── PROVIDED RECORDS
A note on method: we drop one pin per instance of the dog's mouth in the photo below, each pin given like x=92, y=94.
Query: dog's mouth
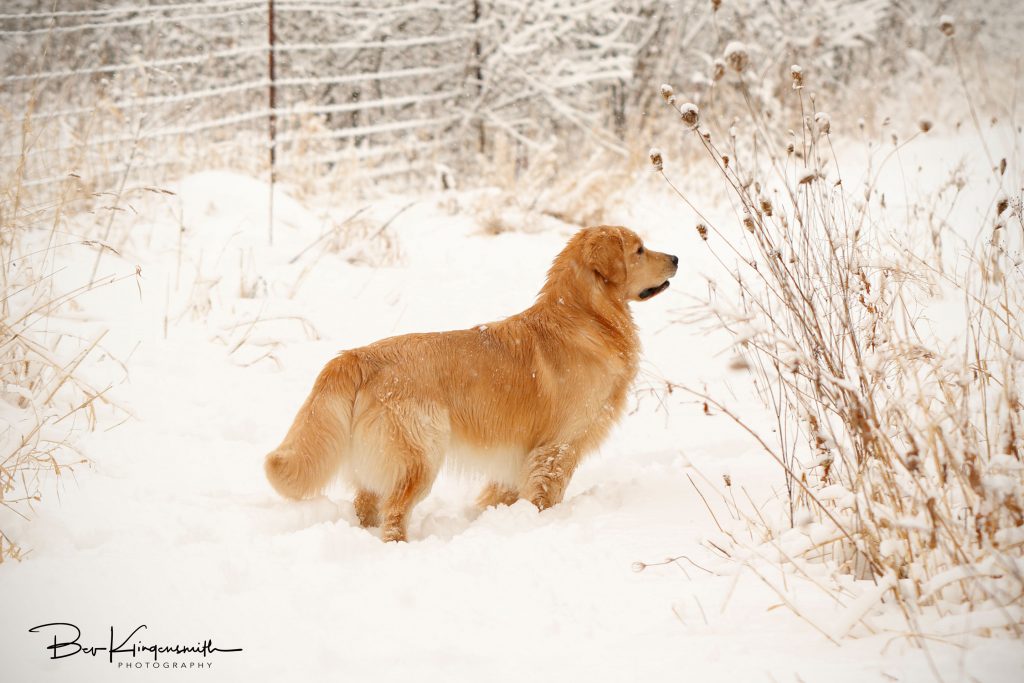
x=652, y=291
────
── PROVIDED RECORDS
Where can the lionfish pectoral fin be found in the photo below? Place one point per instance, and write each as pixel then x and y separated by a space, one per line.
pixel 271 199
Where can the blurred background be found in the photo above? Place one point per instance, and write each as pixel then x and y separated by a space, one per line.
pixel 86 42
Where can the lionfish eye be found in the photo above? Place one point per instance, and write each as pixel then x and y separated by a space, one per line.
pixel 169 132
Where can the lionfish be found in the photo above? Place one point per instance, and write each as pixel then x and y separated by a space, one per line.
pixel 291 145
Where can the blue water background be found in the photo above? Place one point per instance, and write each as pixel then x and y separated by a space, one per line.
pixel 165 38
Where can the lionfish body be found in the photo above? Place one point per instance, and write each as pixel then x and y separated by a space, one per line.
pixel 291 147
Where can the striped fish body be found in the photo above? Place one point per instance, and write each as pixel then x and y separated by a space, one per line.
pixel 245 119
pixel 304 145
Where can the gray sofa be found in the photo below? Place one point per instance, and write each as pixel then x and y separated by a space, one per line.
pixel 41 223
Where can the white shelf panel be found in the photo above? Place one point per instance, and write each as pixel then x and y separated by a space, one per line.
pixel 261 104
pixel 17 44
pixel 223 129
────
── PROVIDED RECORDS
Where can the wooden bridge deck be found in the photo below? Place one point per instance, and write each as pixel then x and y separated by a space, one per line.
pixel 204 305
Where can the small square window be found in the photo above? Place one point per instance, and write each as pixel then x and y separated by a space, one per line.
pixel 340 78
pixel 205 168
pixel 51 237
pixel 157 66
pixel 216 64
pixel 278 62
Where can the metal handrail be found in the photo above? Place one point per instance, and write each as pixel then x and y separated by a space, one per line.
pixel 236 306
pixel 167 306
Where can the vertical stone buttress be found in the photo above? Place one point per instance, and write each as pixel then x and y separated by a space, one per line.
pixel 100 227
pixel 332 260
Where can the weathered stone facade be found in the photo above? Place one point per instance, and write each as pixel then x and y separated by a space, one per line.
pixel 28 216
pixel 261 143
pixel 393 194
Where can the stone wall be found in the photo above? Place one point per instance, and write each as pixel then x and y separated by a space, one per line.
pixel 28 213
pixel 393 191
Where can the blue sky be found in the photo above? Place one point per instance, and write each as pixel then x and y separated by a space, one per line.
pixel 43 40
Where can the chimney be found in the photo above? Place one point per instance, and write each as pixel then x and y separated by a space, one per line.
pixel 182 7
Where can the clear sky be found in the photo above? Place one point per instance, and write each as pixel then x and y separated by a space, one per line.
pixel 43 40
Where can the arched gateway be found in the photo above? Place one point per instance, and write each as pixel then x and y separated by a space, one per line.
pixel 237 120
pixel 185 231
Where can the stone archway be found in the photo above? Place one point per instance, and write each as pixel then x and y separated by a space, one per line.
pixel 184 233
────
TASK TO CARRY OUT: Begin at the line that has "A note on method: we" and stop after the line that has "x=652, y=291". Give only those lines again with every "pin" updated to "marker", everything else unchanged and the picture left out.

FINAL RESULT:
A note on method: we drop one marker per instance of the dog's mouth in the photo below, each marker given like x=92, y=94.
Query: dog's mouth
x=652, y=291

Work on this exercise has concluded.